● Task
Please edit the rows below, changing every "Instruction for annotators" to "Note for labelers" and leaving everything else as it is.

● Stored records
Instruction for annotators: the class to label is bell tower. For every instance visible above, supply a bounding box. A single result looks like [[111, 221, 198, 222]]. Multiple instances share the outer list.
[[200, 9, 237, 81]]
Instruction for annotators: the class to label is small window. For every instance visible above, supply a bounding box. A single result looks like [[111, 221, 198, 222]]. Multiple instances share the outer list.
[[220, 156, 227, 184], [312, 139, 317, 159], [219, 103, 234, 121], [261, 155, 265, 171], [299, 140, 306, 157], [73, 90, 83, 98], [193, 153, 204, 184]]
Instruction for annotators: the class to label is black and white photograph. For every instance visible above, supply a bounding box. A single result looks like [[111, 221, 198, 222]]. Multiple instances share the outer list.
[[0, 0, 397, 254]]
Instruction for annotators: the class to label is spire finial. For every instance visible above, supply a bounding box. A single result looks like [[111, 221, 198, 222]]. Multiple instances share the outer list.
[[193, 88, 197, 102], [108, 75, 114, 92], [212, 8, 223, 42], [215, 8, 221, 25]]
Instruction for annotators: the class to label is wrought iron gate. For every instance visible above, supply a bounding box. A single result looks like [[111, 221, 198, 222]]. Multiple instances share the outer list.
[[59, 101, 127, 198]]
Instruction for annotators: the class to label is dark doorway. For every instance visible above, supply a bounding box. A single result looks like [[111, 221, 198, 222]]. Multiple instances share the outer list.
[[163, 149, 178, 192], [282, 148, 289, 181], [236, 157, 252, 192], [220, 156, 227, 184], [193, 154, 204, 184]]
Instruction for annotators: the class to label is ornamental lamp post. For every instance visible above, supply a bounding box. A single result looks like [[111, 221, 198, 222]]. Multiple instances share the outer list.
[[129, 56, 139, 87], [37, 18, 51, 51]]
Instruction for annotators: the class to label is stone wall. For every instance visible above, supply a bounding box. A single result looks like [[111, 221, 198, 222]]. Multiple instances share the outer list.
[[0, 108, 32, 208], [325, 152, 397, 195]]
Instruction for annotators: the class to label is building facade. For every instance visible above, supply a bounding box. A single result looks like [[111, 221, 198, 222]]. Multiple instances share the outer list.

● Completed task
Note for labelers: the class to label is bell tower. For every instance visible above, supply a bounding box. A single result looks like [[111, 221, 198, 222]]. Multiple instances share the outer list.
[[200, 9, 237, 81]]
Note for labelers: the class to label is small window. For every instance visible above, supply a bounding box. A single result looks like [[111, 221, 198, 222]]. Multiple instances share the outer list.
[[220, 156, 227, 184], [312, 139, 317, 159], [219, 103, 234, 121], [261, 155, 265, 171], [299, 140, 306, 157], [73, 90, 83, 98], [193, 153, 204, 184]]
Note for labelers: the class to label is black and white photograph. For every instance visible above, supply a bounding box. A single result looks like [[111, 221, 198, 222]]. Multiple instances share the outer list.
[[0, 0, 397, 254]]
Note for labelers: the class to label is spire finial. For every instance visible above, supply a bounding box. A single result looks like [[111, 221, 198, 222]]. Multiple instances share the outer list.
[[193, 88, 197, 102], [108, 75, 114, 92], [212, 8, 223, 42], [215, 8, 221, 25]]
Note for labelers: the class to label is wrought iron gate. For every instance visible above, supply a bounding box. A single result looks like [[111, 221, 198, 222]]. Multiple instances share the outer list.
[[59, 101, 127, 198]]
Note for labelers: the class to label is dark doorway. For every instance visible above, supply a bounding box. A single result looks like [[111, 221, 198, 222]]. Multiple instances share the outer list.
[[163, 149, 178, 192], [282, 148, 289, 181], [236, 157, 252, 192], [220, 156, 227, 184], [193, 154, 204, 184]]
Note for labelers: the class to label is ornamental lamp post. For every instance visible above, supply a bounding box. A single result looks like [[111, 221, 198, 222]]. Multiple instances share the outer list.
[[129, 56, 139, 87], [37, 18, 51, 51]]
Note for labelers: the class to label is stone wall. For every instance visible above, supply a bounding box. A single result looks like [[111, 221, 198, 222]]. Multiple instances share the outer list.
[[0, 108, 32, 208], [325, 152, 397, 195]]
Note for labelers: the class to label is building facade. For every instance visible above, supply a bounding box. A single result looks like [[111, 221, 198, 222]]. Multiple instances share the outer list.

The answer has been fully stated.